| Extracted information |
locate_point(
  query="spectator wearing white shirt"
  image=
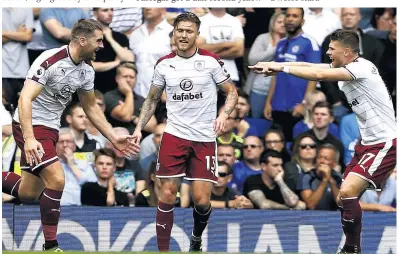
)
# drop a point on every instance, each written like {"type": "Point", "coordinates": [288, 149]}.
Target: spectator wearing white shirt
{"type": "Point", "coordinates": [320, 22]}
{"type": "Point", "coordinates": [149, 42]}
{"type": "Point", "coordinates": [223, 35]}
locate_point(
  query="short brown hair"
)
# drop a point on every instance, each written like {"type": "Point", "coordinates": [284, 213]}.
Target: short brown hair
{"type": "Point", "coordinates": [348, 38]}
{"type": "Point", "coordinates": [323, 104]}
{"type": "Point", "coordinates": [128, 65]}
{"type": "Point", "coordinates": [187, 16]}
{"type": "Point", "coordinates": [104, 151]}
{"type": "Point", "coordinates": [85, 27]}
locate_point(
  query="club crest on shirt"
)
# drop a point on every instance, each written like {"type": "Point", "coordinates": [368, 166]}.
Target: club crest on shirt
{"type": "Point", "coordinates": [295, 49]}
{"type": "Point", "coordinates": [199, 65]}
{"type": "Point", "coordinates": [40, 72]}
{"type": "Point", "coordinates": [82, 75]}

| Your objective |
Transcribe every line in the entries above, taking out only the images.

| Result for this task |
locate_point(
  query="spectator wearing white shirt"
  image=
)
# drop a point on every instance, each written like {"type": "Point", "coordinates": [288, 149]}.
Target: spectator wearing white shirt
{"type": "Point", "coordinates": [320, 22]}
{"type": "Point", "coordinates": [149, 42]}
{"type": "Point", "coordinates": [223, 35]}
locate_point(
  query="short brown hair"
)
# drop a point on every instance, each written like {"type": "Point", "coordinates": [284, 213]}.
Target: short brown hair
{"type": "Point", "coordinates": [348, 38]}
{"type": "Point", "coordinates": [323, 104]}
{"type": "Point", "coordinates": [128, 65]}
{"type": "Point", "coordinates": [187, 16]}
{"type": "Point", "coordinates": [104, 151]}
{"type": "Point", "coordinates": [85, 27]}
locate_point(
  query="club crest on shirt"
)
# drop a point on every instance, each written like {"type": "Point", "coordinates": [368, 166]}.
Target: club crest on shirt
{"type": "Point", "coordinates": [295, 49]}
{"type": "Point", "coordinates": [199, 65]}
{"type": "Point", "coordinates": [40, 72]}
{"type": "Point", "coordinates": [82, 75]}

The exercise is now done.